Critical Studies in the Humanities

 

 

 

Nietzschean Parody appeared first in the mid-1970s as the author was beginning to grapple with the idea of how thinkers and writers represented their world. The book has had a rather interesting if subliminal life. Its general thesis about Nietzsche as a parodic writer and thinker has been generally accepted. Linda Hutcheon in her A Theory of Parody: The Teachings of Twentieth-Century Art Forms  (New York: Methuen, 1985) uses the book and its thesis as a means of showing the origins of the modern concept of parody. A Japanese translation of the book appeared in Tokyo with the academic publisher Seido Sha in 1997.

> **What to do**
• A. In the text on Nietzschean Parody, return the passage from "Nietzschean Parody appeared" to "Sha in 1997.".
• B. Answer these questions from the text on Nietzschean Parody:
(i) When did Nietzschean Parody first appear?
(ii) Which academic publisher issued the Japanese translation?
(iii) In what year was Linda Hutcheon's A Theory of Parody published?

Data listing:
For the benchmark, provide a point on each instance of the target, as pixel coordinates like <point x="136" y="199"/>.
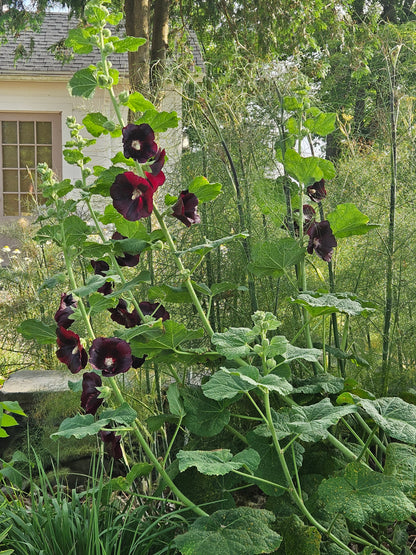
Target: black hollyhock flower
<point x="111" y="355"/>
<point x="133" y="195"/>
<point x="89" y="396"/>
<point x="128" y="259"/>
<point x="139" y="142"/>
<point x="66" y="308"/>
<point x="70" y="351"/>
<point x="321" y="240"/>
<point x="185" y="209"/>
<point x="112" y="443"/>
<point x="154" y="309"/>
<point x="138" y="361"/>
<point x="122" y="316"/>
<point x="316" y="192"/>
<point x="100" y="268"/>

> **Responses by task**
• A.
Nietzschean Parody appeared first in the mid-1970s as the author was beginning to grapple with the idea of how thinkers and writers represented their world. The book has had a rather interesting if subliminal life. Its general thesis about Nietzsche as a parodic writer and thinker has been generally accepted. Linda Hutcheon in her A Theory of Parody: The Teachings of Twentieth-Century Art Forms  (New York: Methuen, 1985) uses the book and its thesis as a means of showing the origins of the modern concept of parody. A Japanese translation of the book appeared in Tokyo with the academic publisher Seido Sha in 1997.

• B.
(i) In the mid-1970s.
(ii) Seido Sha.
(iii) 1985.